(Document excerpt)

=== Begin Enclosure ===

Newark officer suspended following deadly police-involved shooting

NEWARK, New Jersey (WABC) -- A Newark officer who was involved in a police-involved shooting in January that resulted in a suspect's death has been suspended, city officials announced Tuesday.

Newark Public Safety Director Anthony Ambrose and Mayor Ras Baraka both said transparency is paramount in police-involved shootings in order to maintain community trust.

"We have concerns about this shooting and will cooperate fully with the Essex County Prosecutor's investigation," Ambrose said. "All of the body and dashboard camera recordings have been handed over to prosecutor."

The suspended officer, who has not been identified, has been a member of the Newark Police Division for 18 months.

Neither Ambrose or Baraka elaborated on the reason for the officer's suspension.

"Until an investigation by the Essex County Prosecutor's Office is finalized, I believe it is in the best interest of our community members that the officer be suspended," Ambrose said.

The incident happened shortly after 11:15 p.m. on January 28, when authorities say the police officer attempted a motor vehicle stop in the area of Thomas Street and Pennsylvania Avenue.

The officer reportedly observed a firearm inside the vehicle, a four-door black Chrysler 300, and radioed for backup. Before additional officers arrived, however, the driver fled, initiating a police pursuit.

=== End Enclosure ===

(Source data)
=== Begin Enclosure ===

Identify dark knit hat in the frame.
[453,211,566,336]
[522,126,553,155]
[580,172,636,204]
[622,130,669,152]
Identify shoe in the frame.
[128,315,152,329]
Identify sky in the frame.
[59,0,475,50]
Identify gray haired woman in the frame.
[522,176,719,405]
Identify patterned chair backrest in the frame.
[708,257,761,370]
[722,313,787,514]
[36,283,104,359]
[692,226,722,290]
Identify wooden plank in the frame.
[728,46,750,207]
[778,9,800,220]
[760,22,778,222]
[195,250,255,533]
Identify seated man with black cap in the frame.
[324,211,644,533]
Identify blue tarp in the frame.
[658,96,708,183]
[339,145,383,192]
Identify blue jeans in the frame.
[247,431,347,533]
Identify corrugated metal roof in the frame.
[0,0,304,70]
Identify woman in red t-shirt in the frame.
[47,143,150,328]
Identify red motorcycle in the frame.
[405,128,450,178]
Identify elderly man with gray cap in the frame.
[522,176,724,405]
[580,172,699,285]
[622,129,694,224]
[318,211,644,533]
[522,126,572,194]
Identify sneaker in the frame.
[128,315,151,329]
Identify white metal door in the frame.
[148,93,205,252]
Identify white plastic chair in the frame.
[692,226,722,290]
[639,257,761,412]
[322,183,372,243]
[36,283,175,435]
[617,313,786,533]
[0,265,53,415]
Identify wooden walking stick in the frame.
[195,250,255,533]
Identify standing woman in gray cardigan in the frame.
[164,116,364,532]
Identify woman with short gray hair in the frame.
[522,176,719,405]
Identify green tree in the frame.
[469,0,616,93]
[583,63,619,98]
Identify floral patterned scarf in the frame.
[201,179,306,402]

=== End Enclosure ===
=== Begin Enclosure ===

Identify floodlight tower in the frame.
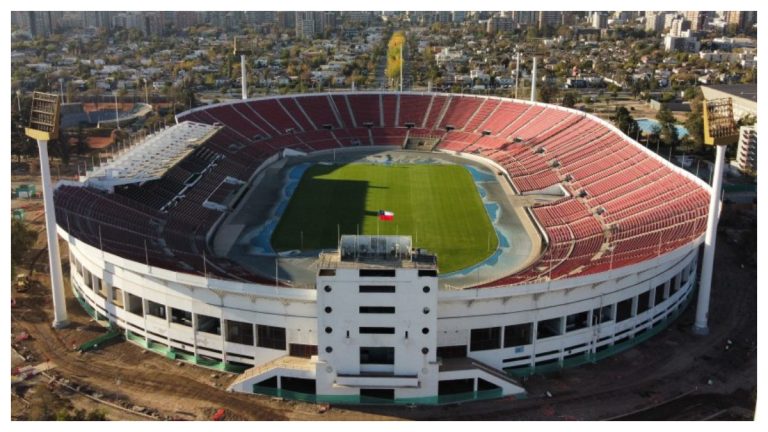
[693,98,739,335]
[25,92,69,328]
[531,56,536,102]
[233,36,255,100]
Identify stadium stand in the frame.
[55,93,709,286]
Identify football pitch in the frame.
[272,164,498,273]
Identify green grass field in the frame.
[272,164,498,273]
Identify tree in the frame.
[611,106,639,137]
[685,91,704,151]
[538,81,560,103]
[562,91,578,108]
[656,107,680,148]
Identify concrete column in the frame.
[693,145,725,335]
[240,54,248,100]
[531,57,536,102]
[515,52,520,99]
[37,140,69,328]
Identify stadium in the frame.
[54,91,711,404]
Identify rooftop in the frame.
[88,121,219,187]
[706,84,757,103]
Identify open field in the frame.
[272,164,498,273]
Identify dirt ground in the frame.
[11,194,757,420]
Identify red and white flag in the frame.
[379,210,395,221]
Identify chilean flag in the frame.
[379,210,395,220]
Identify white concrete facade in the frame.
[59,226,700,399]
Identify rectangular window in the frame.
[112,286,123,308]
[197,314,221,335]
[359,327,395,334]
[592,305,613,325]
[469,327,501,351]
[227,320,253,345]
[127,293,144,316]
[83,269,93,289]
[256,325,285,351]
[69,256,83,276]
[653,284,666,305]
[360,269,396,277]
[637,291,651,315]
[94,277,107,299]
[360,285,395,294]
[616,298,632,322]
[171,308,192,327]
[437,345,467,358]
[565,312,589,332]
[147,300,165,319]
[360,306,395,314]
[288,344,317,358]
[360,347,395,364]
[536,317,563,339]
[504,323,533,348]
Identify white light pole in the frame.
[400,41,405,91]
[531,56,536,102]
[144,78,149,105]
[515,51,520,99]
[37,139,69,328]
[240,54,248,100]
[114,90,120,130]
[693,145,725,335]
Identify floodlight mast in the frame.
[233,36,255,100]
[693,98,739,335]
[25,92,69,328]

=== End Enclosure ===
=== Begin Enclosure ===

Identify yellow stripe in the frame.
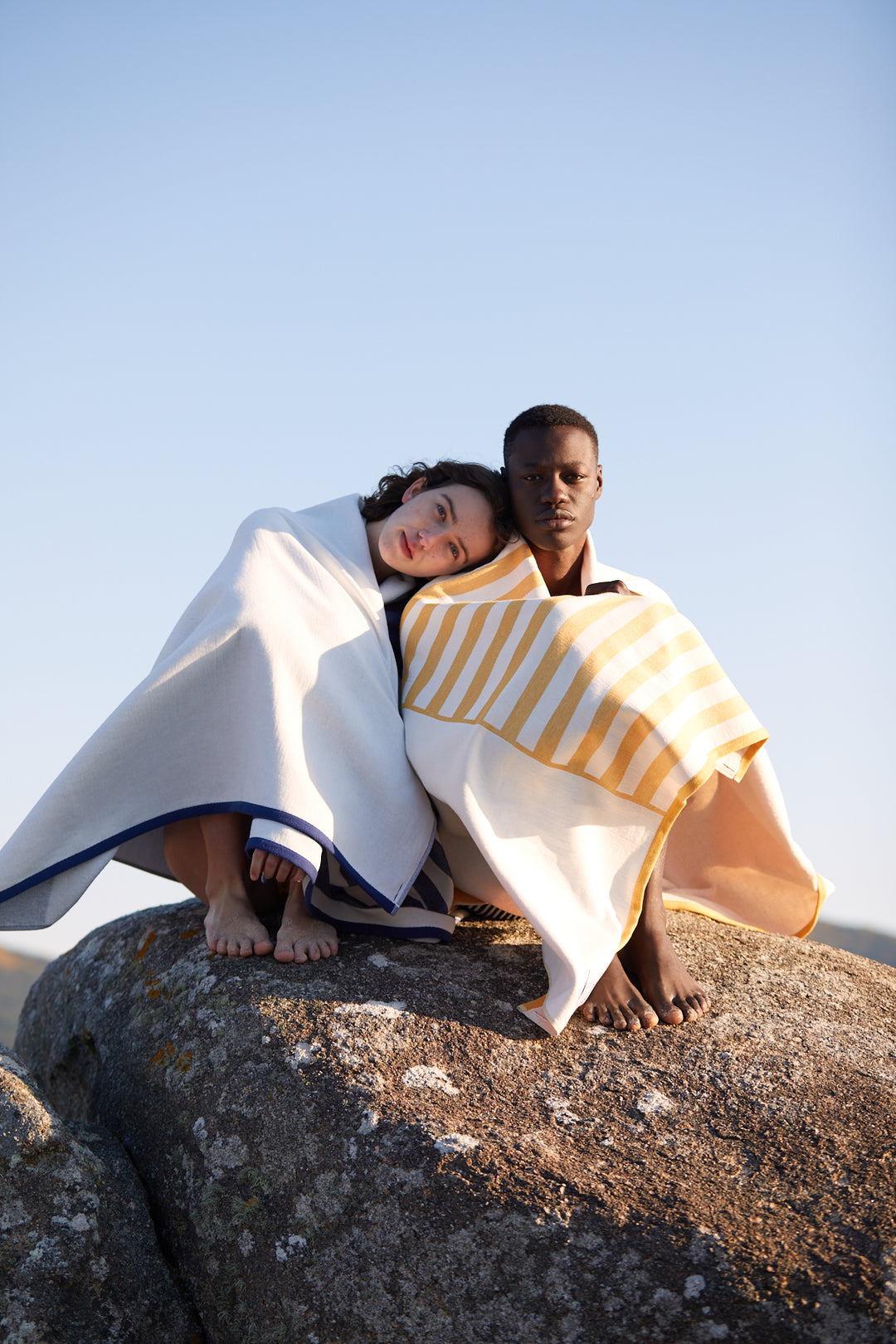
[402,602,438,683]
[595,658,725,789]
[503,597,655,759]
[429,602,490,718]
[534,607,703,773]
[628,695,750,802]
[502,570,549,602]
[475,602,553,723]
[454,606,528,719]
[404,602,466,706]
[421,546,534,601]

=== End Enclosure ===

(Task requirements)
(A) List every place name in the news report on the suspended Newark officer, including cities, states, counties and streets.
(B) Write the next part of the news report on the Newark police shooting, starting after its final sentence.

(Responses to the tasks)
(A)
Newark
New Jersey
Essex County
Thomas Street
Pennsylvania Avenue

(B)
The suspect vehicle was fired upon by one officer at three locations before the car came to a final stop at Irvine Turner Boulevard and West Kinney Street.

The driver, 46-year-old Greg Griffin, and a passenger, 34-year-old Andrew Dixon, both of Newark, were transported to University Hospital for treatment.

Griffin was later pronounced deceased at the hospital, while Dixon was upgraded from critical condition to stable condition.

A loaded semi-automatic handgun was found in the suspects' car.

Dixon is charged with unlawful possession of a weapon and possession of a prohibited weapon.

Acting Essex County Prosecutor Theodore Stephens announced Tuesday that the case will be presented to a grand jury in accordance with New Jersey attorney general directives governing these incidents.

"The investigation is active and ongoing, but the evidence gathered, so far, raises serious questions about the officer's conduct," Stephens said. "Consequently, this matter will be presented to a grand jury for possible criminal charges."